● **Untersuchter Text**:
━━━

3.4.1 Lauftechnische Auslegung

Entsprechend dem Einsatzbereich der Lokomotiven Rh 1016/ 1116, der sowohl auf europäischen Hochgeschwindigkeitsstrecken als auch auf bogenreichen Alpenstrecken und Strecken geringerer Gleisqualität liegen soll, musste ein Kompromiss bei der Auslegung des Fahrwerks gefunden werden.

Die Basis hierfür stellt das im EuroSprinter als Prototyp eingesetzte HAB-Drehgestell dar. Es bringt ideale Voraussetzungen für ein komfortables Laufverhalten durch seine geringen unabgefederten Massen mit. Durch die vollabgefederte Antriebs- und Bremseinheit reduziert sich die unabgefederte Masse eines Radsatzes gegenüber dem Tatzlagerantrieb der BR 152 um 32 %. Die Verlagerung von Massen hin zu höheren Federungsebenen wurde bei der Rh 1016/1116 konsequent fortgeführt. So wurde durch die Sekundärfederqueranordnung der Drehgestellrahmen von Torsionsbelastungen im Langträger und von Biegebelastung im Querträger befreit. Dies ermöglichte zum einen eine weitere Massereduktion des Drehgestellrahmens. Zum anderen war dies eine der Voraussetzungen für eine Tieferlegung des Kraftübertragungspunktes zwischen Drehgestellrahmen und echtem Drehzapfen gegenüber den sonstigen Lokomotiven der Euro­Sprinter-Familie. Mit nur 420 mm über Schienenoberkante liegt dieser Punkt ausgesprochen tief.

━━━

● **Ziel der Aufgabe**: Führen Sie den Text über die lauftechnische Auslegung der Lokomotiven Rh 1016/1116 im Anschluss an seinen letzten Satz fort.

● **Daten zur Aufgabe**:

━━━

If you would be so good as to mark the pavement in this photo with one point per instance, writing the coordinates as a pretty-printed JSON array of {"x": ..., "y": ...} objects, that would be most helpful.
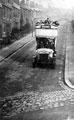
[{"x": 69, "y": 58}]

━━━

● **Lösung der Aufgabe**:
Der Preis für die Tieferlegung des Anlenkpunktes und die reduzierte Komplexität des Drehgestellrahmens war ein höherer Aufwand in der Konstruktion des Lokomotivkastens infolge der Sekundärfederausschnitte und der höheren eingeleiteten Momente am Drehzapfen. Begünstigt wurde dies aber dadurch, dass die Lasten wegen ihres geringer ausgeprägten dynamischen Charakters im Lokomotivkasten besser beherrschbar sind als im Drehgestell.

Die wichtigste Neuerung beim Drehgestell ist die einseitige Radsatzanlenkung. Sie ermöglicht einen passiven Effekt der Radialeinstellung, der sich auf bogenreichen Strecken positiv auf Laufverhalten und Verschleiß auswirkt. Dies wurde durch einen Lenker mit Dreieckanbindung und eine spezielle Aufteilung der Steifigkeit auf Gummi-Metall-Teile und Primärfedern möglich. Die Konstruktion erlaubt es, das Fahrwerk durch einfache Modifikation einzelner Bauteile an andere Fahrdynamikauslegungen anzupassen. Neben der prinzipiell einfacheren Ausführung trägt diese Technik der Radsatzanlenkung maßgeblich zur Massereduktion des Drehgestells und durch die geringere Teilezahl auch zur Senkung der Fertigungskosten bei.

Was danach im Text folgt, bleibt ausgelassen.